# Supplied passage

However, temperament is not destiny. While we cannot change a child’s natural disposition, we can influence how they manage and express it. This is where the family’s role becomes so important. Parents help children learn to navigate their internal experiences—like anger, jealousy, or excitement—and choose socially appropriate ways to respond. A child’s behaviour is the result of both their inborn tendencies and the environment they grow up in.

Research shows that responsive, consistent, and emotionally attuned parenting helps children of all temperaments learn self-regulation over time. When adults acknowledge children’s emotions, set appropriate boundaries, and model calm responses, children learn that even big feelings can be handled without resorting to non-prosocial behaviours like hitting or yelling.



The Role of Parents

Parents and caregivers are the most powerful influence in a child’s early years. Here are some evidence-based strategies grounded in approaches like Parent Effectiveness Training (P.E.T.) and other respectful communication models:


1. Model Positive Responses

Children copy what they see. Demonstrate calmness, respectful disagreement, and problem-solving.


2. Name the Emotion and Guide the Response

“I can see that you are upset that your toy was taken. It’s okay to be angry, but let’s use our hands for helping or holding.”

Helping children name feelings and learn acceptable responses builds emotional intelligence.

# Data for review
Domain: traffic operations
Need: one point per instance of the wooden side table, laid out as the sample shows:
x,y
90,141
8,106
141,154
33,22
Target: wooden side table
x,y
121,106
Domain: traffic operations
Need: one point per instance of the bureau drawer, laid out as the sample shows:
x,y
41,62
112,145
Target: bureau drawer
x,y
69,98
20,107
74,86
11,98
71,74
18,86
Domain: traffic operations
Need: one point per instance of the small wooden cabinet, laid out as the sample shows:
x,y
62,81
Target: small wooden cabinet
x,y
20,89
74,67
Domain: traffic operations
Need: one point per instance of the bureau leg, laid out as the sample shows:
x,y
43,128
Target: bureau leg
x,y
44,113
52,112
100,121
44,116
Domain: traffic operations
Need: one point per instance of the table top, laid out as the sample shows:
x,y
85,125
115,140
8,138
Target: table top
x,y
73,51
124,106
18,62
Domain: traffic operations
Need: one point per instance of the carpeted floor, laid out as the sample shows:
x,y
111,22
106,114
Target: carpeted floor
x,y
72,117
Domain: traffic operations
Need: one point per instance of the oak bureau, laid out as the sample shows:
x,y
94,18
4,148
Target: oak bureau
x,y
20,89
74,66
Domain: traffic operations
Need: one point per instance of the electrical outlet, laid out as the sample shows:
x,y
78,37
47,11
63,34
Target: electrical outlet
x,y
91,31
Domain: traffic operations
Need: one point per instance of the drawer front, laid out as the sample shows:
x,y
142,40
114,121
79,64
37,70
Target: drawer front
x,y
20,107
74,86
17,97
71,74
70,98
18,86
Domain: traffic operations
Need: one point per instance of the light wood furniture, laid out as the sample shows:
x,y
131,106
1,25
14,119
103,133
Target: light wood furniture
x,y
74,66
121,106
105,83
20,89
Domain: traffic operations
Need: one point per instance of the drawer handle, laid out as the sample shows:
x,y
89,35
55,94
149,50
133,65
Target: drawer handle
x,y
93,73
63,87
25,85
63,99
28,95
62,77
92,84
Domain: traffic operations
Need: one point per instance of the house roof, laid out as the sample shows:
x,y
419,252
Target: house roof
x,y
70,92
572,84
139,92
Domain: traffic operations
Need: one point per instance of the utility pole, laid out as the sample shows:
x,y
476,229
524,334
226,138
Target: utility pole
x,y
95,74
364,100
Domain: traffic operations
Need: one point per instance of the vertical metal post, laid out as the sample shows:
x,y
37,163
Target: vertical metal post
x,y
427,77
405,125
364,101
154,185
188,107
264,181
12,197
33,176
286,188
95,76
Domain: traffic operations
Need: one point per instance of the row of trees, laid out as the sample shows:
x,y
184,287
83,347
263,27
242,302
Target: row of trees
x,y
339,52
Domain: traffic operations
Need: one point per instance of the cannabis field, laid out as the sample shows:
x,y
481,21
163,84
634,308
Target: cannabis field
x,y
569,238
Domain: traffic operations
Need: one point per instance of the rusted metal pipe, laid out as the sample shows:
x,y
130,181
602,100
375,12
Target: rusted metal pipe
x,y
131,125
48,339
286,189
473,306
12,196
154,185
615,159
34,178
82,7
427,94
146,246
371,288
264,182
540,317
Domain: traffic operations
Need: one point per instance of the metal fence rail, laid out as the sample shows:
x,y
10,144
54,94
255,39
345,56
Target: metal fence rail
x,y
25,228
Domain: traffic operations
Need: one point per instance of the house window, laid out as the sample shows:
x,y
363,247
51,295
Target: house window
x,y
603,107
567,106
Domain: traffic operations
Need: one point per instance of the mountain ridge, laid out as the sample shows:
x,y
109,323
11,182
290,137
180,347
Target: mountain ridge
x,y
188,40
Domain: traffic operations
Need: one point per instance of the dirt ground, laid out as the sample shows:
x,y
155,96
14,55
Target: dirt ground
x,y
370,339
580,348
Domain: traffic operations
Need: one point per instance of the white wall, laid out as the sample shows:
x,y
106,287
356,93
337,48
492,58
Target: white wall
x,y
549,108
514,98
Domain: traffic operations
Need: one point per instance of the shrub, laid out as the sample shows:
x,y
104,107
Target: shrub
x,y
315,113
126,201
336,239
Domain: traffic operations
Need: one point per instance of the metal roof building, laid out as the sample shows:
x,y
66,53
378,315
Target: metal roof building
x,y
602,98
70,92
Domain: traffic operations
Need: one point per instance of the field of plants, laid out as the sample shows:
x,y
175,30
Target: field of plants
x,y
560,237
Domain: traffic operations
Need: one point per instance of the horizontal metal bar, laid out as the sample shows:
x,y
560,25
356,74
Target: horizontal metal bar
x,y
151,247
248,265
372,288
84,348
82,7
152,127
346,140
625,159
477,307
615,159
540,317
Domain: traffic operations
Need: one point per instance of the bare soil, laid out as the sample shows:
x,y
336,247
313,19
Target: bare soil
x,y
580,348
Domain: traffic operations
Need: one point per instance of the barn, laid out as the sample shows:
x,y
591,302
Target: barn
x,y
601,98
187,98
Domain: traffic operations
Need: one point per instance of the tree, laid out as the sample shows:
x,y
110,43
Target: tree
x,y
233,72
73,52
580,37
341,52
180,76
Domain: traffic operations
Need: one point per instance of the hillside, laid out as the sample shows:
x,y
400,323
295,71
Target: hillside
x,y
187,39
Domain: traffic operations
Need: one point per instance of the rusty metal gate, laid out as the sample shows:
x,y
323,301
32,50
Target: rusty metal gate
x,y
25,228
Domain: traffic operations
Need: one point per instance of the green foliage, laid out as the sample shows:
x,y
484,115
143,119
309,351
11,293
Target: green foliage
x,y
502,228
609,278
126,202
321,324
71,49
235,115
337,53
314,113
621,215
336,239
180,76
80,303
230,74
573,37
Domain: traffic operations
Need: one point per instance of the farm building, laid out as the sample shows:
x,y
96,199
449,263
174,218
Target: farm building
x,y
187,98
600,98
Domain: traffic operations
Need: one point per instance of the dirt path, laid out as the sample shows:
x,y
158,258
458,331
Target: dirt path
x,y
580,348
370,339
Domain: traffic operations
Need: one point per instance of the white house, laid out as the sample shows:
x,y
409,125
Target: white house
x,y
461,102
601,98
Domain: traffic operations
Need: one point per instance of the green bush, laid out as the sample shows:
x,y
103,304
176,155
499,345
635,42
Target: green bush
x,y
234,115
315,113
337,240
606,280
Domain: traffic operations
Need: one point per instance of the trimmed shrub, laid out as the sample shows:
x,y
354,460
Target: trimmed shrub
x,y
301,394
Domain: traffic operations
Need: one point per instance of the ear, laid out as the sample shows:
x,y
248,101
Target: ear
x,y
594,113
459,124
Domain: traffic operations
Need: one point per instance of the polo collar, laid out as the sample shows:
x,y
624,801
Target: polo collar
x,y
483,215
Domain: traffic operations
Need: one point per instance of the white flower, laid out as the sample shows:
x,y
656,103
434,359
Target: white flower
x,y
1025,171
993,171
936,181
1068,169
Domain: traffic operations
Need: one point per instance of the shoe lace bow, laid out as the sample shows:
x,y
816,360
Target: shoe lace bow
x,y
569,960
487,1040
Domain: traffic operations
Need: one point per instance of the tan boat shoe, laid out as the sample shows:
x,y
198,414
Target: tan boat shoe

# Exercise requirements
1) In the parenting passage, rewrite the paragraph beginning "However, temperament is not destiny" as a shorter bulleted list that keeps its main facts.
2) From the parenting passage, repeat word for word the part that opens with the words containing "The Role of" and closes with "disagreement, and problem-solving.".

# Solution set
1)
- Temperament is not destiny.
- A child's natural disposition cannot be changed, but how the child manages and expresses it can be influenced.
- The family plays a key role here.
- Parents help children handle feelings such as anger, jealousy, or excitement and choose socially appropriate responses.
- Behavior comes from both inborn tendencies and the environment a child grows up in.

2)
The Role of Parents

Parents and caregivers are the most powerful influence in a child’s early years. Here are some evidence-based strategies grounded in approaches like Parent Effectiveness Training (P.E.T.) and other respectful communication models:


1. Model Positive Responses

Children copy what they see. Demonstrate calmness, respectful disagreement, and problem-solving.